== TEXTE ==

Incongruité, performativité et quotidienneté
Selon Mme Aidi, les humoristes de confession musulmane ont souvent recours à trois principes de la comédie pour déboulonner les idées reçues sur leur communauté : l’incongruité, la performativité et la quotidienneté. Pour ses recherches, elle a analysé les spectacles de plusieurs humoristes musulmans de renom, dont Preacher Moss, Mo Amer, Dean Obeidallah, Tissa Hami et Shazia Mirza. Les deux dernières sont des femmes qui intègrent le voile et le hidjab à leur numéro.
L’incongruité, écrit Mme Aidi, souligne l’absurdité ou le caractère déplacé des idées reçues. Elle suscite la sympathie envers l’humoriste, mais aussi envers l’objet de la blague et demande au public une connaissance des contextes culturels. « L’incongruité ramène les gens sur terre, dans l’espoir qu’ils réalisent à quel point ils sont ridicules. »
La performativité désigne le fait de répéter le même acte assez souvent pour qu’il devienne normal et accepté. Fondée sur la théorie du genre de Judith Butler, la performativité sert, en particulier chez les humoristes musulmanes, à se moquer de la croyance selon laquelle toutes les musulmanes ont l’obligation de se voiler et sont soumises aux hommes, par exemple. « Le fait que ces femmes portent le voile dans les cabarets d’humour, où l’on sert de l’alcool, révèle l’absurdité du stéréotype », explique Mme Aidi.

===

## CONSIGNE
Dans le texte sur les humoristes musulmans, sur quelle théorie repose la notion de performativité ?

== LIGNES ENREGISTRÉES ==

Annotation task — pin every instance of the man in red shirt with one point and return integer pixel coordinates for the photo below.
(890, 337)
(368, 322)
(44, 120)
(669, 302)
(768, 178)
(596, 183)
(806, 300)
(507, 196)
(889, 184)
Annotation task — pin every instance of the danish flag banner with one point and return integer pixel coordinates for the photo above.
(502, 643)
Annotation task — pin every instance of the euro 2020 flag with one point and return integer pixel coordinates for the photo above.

===

## BONNE RÉPONSE
Sur la théorie du genre de Judith Butler.